### THE TASK:
Format the records from the beginning through the line containing "94], [111, 68]]]" as a Markdown table, with blank lines omitted. Use the column names Row and Line.

++++ EXTRACTED INFORMATION ++++

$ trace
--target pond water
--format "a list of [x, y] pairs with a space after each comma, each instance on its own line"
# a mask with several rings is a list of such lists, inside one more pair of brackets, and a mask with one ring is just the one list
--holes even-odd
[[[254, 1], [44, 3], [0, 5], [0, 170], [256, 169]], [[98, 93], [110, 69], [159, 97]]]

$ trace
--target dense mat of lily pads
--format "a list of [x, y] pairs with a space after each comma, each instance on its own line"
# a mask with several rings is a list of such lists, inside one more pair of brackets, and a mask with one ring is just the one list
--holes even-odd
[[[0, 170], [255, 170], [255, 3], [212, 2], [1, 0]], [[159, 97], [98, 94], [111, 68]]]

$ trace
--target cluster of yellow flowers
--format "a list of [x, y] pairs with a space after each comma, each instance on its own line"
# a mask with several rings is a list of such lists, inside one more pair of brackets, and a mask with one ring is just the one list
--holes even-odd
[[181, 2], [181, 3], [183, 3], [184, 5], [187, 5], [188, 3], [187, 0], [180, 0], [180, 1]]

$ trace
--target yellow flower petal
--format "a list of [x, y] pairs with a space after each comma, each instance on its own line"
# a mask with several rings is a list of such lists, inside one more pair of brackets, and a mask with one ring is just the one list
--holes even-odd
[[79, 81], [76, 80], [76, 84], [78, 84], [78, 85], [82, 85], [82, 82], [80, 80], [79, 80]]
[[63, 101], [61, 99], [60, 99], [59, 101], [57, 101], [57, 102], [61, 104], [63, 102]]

++++

### FINAL RESULT:
| Row | Line |
|---|---|
| 1 | $ trace |
| 2 | --target pond water |
| 3 | --format "a list of [x, y] pairs with a space after each comma, each instance on its own line" |
| 4 | # a mask with several rings is a list of such lists, inside one more pair of brackets, and a mask with one ring is just the one list |
| 5 | --holes even-odd |
| 6 | [[[254, 1], [44, 3], [0, 5], [0, 170], [256, 169]], [[98, 93], [110, 69], [159, 97]]] |
| 7 | $ trace |
| 8 | --target dense mat of lily pads |
| 9 | --format "a list of [x, y] pairs with a space after each comma, each instance on its own line" |
| 10 | # a mask with several rings is a list of such lists, inside one more pair of brackets, and a mask with one ring is just the one list |
| 11 | --holes even-odd |
| 12 | [[[0, 170], [255, 170], [255, 3], [212, 2], [1, 0]], [[159, 97], [98, 94], [111, 68]]] |